Stated task: Pick out every one of the lines below that contains the word "white" and copy each of them.

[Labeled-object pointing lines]
------------

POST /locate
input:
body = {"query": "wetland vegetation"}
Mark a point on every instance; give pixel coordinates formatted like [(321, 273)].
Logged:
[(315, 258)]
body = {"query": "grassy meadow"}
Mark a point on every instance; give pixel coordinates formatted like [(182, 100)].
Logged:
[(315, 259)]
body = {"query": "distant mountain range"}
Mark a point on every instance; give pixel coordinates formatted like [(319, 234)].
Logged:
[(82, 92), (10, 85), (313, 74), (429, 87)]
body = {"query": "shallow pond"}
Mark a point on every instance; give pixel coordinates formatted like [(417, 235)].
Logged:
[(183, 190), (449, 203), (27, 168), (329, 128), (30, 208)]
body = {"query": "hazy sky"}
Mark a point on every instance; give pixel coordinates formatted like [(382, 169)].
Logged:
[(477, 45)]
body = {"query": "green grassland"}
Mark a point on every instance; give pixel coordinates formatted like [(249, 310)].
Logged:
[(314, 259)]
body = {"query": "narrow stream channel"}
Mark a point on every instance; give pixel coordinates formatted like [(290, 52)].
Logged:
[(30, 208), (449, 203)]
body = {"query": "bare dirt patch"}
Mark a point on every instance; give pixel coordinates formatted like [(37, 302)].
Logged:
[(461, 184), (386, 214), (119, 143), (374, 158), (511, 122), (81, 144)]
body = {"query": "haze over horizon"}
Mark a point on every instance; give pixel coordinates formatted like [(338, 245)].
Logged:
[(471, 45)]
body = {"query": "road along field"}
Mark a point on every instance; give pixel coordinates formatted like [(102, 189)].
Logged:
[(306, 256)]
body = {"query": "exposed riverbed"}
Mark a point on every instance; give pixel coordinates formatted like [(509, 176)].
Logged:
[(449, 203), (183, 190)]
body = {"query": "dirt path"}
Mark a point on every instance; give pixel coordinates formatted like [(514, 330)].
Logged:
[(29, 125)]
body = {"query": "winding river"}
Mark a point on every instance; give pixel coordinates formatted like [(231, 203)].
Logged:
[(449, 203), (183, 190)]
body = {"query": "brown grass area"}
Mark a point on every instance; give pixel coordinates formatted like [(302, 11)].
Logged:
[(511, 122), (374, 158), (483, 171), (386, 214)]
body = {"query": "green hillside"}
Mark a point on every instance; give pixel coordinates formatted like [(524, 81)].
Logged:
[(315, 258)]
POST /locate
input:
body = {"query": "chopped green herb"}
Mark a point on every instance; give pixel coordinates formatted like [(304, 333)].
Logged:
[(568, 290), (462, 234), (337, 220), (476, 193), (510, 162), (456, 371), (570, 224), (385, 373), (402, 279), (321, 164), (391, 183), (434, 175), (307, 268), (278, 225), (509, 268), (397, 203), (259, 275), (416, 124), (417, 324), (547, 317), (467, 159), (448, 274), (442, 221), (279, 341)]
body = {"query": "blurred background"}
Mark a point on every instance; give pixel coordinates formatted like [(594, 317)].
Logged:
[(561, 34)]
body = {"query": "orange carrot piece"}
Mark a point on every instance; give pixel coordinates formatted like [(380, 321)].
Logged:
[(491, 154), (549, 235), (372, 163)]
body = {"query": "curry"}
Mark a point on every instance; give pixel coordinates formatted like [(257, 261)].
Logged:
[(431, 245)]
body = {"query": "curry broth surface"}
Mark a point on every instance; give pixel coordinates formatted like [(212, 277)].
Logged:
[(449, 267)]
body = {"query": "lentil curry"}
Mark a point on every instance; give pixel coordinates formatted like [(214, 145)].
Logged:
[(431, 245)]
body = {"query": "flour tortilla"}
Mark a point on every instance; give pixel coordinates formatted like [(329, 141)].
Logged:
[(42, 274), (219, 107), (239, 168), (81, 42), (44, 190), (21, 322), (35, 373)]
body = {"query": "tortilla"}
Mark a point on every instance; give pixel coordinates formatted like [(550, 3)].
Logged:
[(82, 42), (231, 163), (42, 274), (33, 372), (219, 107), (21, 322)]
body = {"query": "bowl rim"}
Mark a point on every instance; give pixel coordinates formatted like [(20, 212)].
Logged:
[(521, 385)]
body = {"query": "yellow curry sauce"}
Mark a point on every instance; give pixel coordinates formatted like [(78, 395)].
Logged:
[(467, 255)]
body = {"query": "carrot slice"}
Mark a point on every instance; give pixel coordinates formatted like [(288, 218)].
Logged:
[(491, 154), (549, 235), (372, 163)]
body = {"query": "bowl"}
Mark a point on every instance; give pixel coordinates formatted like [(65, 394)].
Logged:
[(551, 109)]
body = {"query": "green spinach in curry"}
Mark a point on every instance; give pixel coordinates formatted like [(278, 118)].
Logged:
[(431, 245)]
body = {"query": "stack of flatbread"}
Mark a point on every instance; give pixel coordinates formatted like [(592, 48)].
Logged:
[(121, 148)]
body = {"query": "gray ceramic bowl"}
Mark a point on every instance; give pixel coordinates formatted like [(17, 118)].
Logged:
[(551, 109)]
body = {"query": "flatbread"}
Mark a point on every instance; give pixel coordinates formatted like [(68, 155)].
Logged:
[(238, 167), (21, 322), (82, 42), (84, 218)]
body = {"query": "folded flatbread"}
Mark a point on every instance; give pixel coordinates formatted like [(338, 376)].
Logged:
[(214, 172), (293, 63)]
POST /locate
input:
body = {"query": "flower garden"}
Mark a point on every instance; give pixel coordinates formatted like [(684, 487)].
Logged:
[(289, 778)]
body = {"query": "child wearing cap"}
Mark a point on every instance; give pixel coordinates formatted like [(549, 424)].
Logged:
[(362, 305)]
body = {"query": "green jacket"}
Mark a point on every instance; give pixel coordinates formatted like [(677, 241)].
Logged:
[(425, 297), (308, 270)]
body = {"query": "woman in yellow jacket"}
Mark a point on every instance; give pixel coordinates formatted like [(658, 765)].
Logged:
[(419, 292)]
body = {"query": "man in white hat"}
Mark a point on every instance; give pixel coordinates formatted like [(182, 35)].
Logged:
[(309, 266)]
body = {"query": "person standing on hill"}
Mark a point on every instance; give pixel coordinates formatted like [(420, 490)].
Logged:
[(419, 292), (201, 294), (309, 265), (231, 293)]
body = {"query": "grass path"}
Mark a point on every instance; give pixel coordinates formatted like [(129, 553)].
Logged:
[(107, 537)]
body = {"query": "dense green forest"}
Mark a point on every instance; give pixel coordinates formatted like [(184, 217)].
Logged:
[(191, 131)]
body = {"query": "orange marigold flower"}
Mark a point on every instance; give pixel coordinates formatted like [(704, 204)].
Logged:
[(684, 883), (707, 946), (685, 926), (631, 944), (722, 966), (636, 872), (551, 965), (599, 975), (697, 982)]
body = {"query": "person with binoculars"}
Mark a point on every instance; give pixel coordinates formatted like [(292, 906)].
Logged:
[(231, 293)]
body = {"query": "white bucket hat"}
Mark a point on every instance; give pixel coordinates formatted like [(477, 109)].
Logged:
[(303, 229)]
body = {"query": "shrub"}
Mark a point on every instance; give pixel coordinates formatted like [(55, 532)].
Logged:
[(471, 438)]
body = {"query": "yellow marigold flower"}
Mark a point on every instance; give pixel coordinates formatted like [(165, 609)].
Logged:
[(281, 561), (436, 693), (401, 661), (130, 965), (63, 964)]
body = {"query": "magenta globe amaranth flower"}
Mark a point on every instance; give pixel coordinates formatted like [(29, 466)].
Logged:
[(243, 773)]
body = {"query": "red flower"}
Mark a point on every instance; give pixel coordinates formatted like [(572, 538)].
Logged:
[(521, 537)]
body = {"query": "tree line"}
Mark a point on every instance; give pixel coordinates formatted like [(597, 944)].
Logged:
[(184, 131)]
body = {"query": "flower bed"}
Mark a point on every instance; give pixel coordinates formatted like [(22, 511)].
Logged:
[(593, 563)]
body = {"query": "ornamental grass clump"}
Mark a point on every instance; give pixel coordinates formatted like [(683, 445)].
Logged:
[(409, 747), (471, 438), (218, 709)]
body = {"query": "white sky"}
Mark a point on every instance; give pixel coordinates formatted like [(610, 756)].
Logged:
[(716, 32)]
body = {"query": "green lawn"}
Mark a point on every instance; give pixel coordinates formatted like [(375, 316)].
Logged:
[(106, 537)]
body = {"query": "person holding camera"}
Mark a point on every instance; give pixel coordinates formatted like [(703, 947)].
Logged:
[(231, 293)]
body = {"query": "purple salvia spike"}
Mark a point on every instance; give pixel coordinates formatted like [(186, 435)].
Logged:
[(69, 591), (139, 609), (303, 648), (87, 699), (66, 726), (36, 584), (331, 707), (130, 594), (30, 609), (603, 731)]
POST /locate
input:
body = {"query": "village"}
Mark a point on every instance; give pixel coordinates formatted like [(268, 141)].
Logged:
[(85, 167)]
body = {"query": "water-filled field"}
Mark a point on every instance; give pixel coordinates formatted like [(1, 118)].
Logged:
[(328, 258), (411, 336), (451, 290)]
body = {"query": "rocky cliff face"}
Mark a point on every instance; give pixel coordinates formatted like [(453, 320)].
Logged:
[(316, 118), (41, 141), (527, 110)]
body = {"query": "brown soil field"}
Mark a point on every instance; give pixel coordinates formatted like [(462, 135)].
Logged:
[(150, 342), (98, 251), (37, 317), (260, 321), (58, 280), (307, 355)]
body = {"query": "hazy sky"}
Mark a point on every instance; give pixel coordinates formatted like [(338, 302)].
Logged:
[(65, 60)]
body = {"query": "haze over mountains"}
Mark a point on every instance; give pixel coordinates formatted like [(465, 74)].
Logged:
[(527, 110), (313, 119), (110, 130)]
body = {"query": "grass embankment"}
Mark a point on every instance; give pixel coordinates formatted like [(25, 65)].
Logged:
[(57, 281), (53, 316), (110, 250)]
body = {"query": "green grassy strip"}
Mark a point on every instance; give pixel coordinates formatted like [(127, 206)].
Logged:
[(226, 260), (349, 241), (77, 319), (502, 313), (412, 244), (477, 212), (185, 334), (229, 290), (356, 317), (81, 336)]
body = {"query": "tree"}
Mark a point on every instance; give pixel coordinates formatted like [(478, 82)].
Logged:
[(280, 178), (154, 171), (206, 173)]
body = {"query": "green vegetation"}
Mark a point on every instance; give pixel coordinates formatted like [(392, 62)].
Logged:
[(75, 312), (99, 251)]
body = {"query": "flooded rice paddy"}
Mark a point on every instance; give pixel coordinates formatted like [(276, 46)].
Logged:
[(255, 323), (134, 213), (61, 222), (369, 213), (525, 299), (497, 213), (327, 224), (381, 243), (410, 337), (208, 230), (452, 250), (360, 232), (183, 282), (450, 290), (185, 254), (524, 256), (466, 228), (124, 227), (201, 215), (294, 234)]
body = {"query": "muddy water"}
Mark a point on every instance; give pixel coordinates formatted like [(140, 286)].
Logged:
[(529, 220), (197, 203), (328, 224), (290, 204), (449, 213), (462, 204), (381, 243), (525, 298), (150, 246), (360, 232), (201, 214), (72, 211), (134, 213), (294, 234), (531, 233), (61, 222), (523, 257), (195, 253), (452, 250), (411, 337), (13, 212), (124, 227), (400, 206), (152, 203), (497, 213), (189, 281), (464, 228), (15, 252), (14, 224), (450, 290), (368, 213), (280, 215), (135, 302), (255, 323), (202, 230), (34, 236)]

------------

Written answer:
body = {"query": "man in white hat"}
body = {"query": "white bucket hat"}
body = {"query": "white sky"}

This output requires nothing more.